#### TASK OBJECTIVE
Please give every entry again, exactly as it reads.

--- START ---

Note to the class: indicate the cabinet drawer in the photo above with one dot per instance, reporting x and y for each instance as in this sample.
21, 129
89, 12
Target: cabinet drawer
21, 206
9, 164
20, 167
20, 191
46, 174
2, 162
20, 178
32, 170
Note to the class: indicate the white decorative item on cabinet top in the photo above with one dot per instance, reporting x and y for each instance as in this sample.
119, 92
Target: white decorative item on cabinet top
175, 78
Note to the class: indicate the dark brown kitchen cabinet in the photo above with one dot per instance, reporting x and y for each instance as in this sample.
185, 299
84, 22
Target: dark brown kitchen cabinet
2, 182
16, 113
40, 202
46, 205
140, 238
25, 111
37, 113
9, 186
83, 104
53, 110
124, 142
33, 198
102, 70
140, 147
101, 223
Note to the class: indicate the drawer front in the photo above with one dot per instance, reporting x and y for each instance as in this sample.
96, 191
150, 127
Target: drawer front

--- END ---

#### SOLUTION FOR THIS PROBLEM
Note to the class: indicate the cabinet drawer in the photo above with one dot per instance, reporting x and y for each instance as in this sample.
21, 129
89, 12
Target: cabinet drawer
21, 206
9, 164
20, 167
20, 191
46, 174
2, 162
20, 178
32, 170
Note to the class: indicate the white decorative item on cabinet top in the photo above with one dot per instance, reporting x and y for each instance as in this sample.
119, 92
Target: white decorative item on cabinet top
175, 78
Note to the class: indicate the dark brown kitchen cabinet in the photo above with one dot per instance, reporting x and y for each instance as in this sample.
185, 299
84, 22
Target: dark brown kitchen cabinet
2, 182
16, 113
40, 202
46, 205
140, 238
25, 111
37, 113
9, 186
83, 104
53, 110
124, 142
33, 198
102, 70
140, 147
101, 223
Note to the class: indicate the drawer front in the photo above with one dot per instance, reporting x and y for each instance as in this sample.
96, 191
150, 127
Target: drawer front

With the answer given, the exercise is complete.